### Challenge
Transcribe the stretch of the Solidity trees article from "We will first" through "the same parent.", keeping every word as it appears.

### Selected passage
————————

Solidity Trees (Part 1)
This is the first part in a two part series about tree implementations in solidity. In this first part, we will be going over the basics of trees and implementing one of the most basic of trees, the binary search tree.
We will first talk about what trees are and why we use them, some basic overview on time complexity, and then we will go analyze an implementation in solidity.
What are trees?
A tree is an abstract data structure where data is stored in a hierarchical tree structure in the form of nodes that are linked to other subtrees. A tree has a root node, and nodes that are linked to it are called children nodes. Let us look at an example:
In this tree, the Student node is the root of the tree. It’s children are Name, Address, ID, and Course, this group of nodes are also called siblings because they share the same parent.
Some trees have special properties that make them useful. The binary search tree is the most common example. It has several rules on how it works:

Each node can have a maximum of two children nodes connected to it

Nodes being inserted must be comparable in some way, for example, 1 < 2

When inserting a number, all the numbers to the left of it must be smaller, and all of the numbers to the right of it must be bigger
The last rule is the most important. Here is an example a binary search tree:
Start at the root of the tree, and look at the left and right sub tree. The left node is 8, which is smaller than 10, and the right node is 12, which is bigger then 10. You might be able to see where we are going with this.
Why do we use trees?
To understand why we use trees, it is good to have a basic overview of time complexity in computer algorithms.
Let us say that we want to iterate over an array once, printing each value while we are doing it. That would look something like this (pseudo code):
Array a;
n = a.length;
for (i=0; i<n; i++)
print(a[i]);
Lets declare some things:
 The array has length of 100
 It takes 1 unit for each iteration, lets say this unit is in seconds.
Overall, we are iterating over this array N times, which is commonly declared with the notation O(n).
O(n) means that the time complexity of the algorithm is directly proportional to the size of the input. We wont go over the background of the notation in this article. Just imagine if N is 100 it will take O(100) units for the algorithm to execute, which is 100 seconds in this case.
Now, let us look at another example like the one above, but instead with a nested forloop:
Array a;
n = a.length;
for (i=0; i<n; i++)
for (x=0; x<n; x++)
print(a[x]);
Here, our top forloop will iterate N times, and our bottom forloop will iterate N times. Combining them, we get N*N, or N^2 times. This time complexity is denoted as O(N^2), which means this algorithm will take 10,000 units to come to completion.
What does this have to do with trees?

————————

### Provided information
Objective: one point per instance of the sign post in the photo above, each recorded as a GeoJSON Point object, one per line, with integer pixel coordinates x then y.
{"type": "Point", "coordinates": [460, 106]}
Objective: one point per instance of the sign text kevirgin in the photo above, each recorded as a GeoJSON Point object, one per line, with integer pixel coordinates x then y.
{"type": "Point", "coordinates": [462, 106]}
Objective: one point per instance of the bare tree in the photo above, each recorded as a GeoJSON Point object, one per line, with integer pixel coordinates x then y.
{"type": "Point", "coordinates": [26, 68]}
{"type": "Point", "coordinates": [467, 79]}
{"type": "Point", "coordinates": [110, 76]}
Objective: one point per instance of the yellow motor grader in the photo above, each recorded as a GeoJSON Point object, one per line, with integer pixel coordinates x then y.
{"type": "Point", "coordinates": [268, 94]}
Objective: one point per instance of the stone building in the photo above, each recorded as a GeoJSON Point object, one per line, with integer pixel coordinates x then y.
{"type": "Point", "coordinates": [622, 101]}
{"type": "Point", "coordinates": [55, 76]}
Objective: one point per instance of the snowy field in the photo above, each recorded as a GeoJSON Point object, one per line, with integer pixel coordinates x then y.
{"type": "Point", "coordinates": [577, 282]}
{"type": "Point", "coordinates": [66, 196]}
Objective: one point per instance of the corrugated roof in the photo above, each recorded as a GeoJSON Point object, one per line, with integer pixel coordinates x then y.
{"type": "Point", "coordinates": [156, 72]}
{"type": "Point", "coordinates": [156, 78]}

————————

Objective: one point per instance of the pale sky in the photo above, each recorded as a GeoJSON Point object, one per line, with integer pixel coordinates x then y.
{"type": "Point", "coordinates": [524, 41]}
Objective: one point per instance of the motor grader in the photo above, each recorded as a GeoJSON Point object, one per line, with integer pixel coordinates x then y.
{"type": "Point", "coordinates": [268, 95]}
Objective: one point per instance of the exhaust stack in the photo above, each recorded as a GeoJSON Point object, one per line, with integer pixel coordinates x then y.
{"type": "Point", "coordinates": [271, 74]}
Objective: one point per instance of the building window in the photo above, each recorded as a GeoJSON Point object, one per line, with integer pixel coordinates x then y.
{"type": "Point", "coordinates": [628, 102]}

————————

### Final result
We will first talk about what trees are and why we use them, some basic overview on time complexity, and then we will go analyze an implementation in solidity.
What are trees?
A tree is an abstract data structure where data is stored in a hierarchical tree structure in the form of nodes that are linked to other subtrees. A tree has a root node, and nodes that are linked to it are called children nodes. Let us look at an example:
In this tree, the Student node is the root of the tree. It’s children are Name, Address, ID, and Course, this group of nodes are also called siblings because they share the same parent.